# ACTIVITY A:
Please answer these questions from the insulin signaling passage:
(i) What kind of molecule does Dp110 phosphorylate?
(ii) At least how many phosphorylation sites are believed to mediate S6K1 activation?
(iii) What is the Drosophila homolog of p70S6K called?
# ACTIVITY B:
Carry on the insulin signaling passage from the point where it stops.

TEXT SEGMENT below:

The Interactive Fly

Evolutionarily conserved developmental pathways

Cell growth and survival - The insulin signaling pathway

Organism size is determined by a tightly regulated mechanism that coordinates cell growth, cell proliferation and cell death. The Drosophila insulin receptor/Chico/Dp110 pathway regulates cell and organism size. Chico, an adaptor protein that binds to the insulin receptor, and Phosphotidylinositol 3 kinase 92E (Dp110), an enzyme that phosphorylates lipids, are both involved in transmitting insulin receptor signals downstream to cellular effectors. The the phosphoinositide-3-OH-kinase-dependent serine/threonine protein kinase Akt1 (also known as protein kinase B or PKB) affects cell and organ size in Drosophila in a cell autonomous manner. PKB has a PH domain that binds 3-phosphorylated inositol lipids (phosphatidylinositol 3,4,5-trisphosphate also known as PIP3), and the translocation of the mammalian homolog of Drosophila Akt1 to the plasma membrane is an important part of its activation. Akt appears to stimulate intracellular pathways that specifically regulate cell and compartment size independent of cell proliferation in vivo.

The role of vertebrate PI3K in cell growth and survival is not well understood. One PI3K target is p70S6K (Drosophila homolog RPS6-p70-protein kinase) which in turn controls translation and cell growth. S6K proteins are 40S ribosomal protein kinases, and as such play a key role in the regulation of cell growth by controlling the protein synthetic apparatus, most notably ribosomal proteins. In the case of S6K1, at least eight phosphorylation sites are believed to mediate kinase activation in a hierarchical fashion. Activation is initiated by phosphatidylinositide-3OH kinase (PI3K)-mediated phosphorylation of key residues in the carboxy-terminus of the kinase, allowing phosphorylation of a critical residue residing in the activation loop of the catalytic domain by phosphoinositide-dependent kinase 1 (PDK1). The kinases responsible for phosphorylating the carboxy-terminal sites have yet to be identified. Additionally, S6 kinases are under the control of the PI3K relative, mammalian Target Of Rapamycin (mTOR), a protein also conserved in Drosophila. The TOR proteins may serve an additional function as a checkpoint for amino acid availability.

End of TEXT SEGMENT.
SUPPLIED MATERIAL below:

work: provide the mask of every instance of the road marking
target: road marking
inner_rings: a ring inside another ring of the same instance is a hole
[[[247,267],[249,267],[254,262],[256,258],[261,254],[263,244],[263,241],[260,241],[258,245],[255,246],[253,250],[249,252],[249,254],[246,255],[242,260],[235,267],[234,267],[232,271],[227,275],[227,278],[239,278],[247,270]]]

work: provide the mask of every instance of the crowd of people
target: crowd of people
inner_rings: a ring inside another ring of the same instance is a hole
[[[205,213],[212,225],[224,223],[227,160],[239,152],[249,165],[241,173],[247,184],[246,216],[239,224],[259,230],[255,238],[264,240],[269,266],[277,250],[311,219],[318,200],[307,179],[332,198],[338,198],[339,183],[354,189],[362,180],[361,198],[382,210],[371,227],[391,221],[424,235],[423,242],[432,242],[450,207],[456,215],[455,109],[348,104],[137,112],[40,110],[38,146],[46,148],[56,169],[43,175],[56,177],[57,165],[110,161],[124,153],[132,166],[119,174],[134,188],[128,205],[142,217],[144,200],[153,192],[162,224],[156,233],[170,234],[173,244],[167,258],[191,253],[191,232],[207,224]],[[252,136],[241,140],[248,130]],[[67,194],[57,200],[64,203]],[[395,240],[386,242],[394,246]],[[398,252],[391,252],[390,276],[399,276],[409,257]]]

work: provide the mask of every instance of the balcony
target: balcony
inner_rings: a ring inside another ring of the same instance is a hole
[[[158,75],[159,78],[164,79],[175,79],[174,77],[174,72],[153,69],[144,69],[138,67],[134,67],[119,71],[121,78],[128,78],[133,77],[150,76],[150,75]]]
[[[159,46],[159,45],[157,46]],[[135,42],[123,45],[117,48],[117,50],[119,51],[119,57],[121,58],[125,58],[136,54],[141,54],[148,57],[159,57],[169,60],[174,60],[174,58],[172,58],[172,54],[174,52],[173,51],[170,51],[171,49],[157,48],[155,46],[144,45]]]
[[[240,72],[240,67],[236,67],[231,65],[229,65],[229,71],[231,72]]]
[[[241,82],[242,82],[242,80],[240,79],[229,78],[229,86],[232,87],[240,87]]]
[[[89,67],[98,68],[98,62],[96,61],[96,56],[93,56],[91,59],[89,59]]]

End of SUPPLIED MATERIAL.
SUPPLIED MATERIAL below:

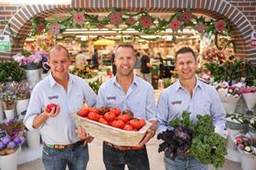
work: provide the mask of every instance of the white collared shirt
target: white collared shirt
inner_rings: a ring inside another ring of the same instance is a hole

End of SUPPLIED MATERIAL.

# WRITTEN ANSWER A:
(i) Lipids
(ii) Eight
(iii) RPS6-p70-protein kinase

# WRITTEN ANSWER B:
The human tumor suppressor gene PTEN gets its name from its biochemical function, its domain structure and its chromosomal location: PTEN stands for the combination of phosphatase and tensin homolog on chromosome 10. The protein exhibits phosphatase activity against proteins and lipid phosphate residues. The lipid phosphatase function of PTEN places it in the middle of the insulin pathway, known to involve lipid signaling. Drosophila Pten modulates cell size, and consequently tissue mass, by acting antagonistically to the lipid modifiying enzyme Phosphotidylinositol 3 kinase 92E and its upstream activator Chico. All signals from the insulin receptor can be antagonized by Pten. In terms of its protein phosphatase function, mammalian PTEN targets focal adhesion kinase (see Drosophila Focal adhesion kinase-like), a major effector of cytoskeletal function. Overexpression of wild-type mammalian PTEN and mutant PTEN that lacks lipid phosphatase activity can reduce levels of focal adhesion kinase phosphorylation and the formation of focal adhesions, thereby inhibiting cell migration and invasiveness. In terms of its cytoskeletal connection, Drosophila Pten appears to regulate the subcellular organization of the actin cytoskeleton in multiple cell types. The bristle, hair, and rhabdomere phenotypes observed in Drosophila Pten mutant tissue have not been reported in flies defective in insulin or Dp110 signaling, indicating thatunlike the Pten-linked growth defects, involving insulin signaling, these effects are probably not derived from alterations in lipid signaling but from direct influences on cytoskeletal function.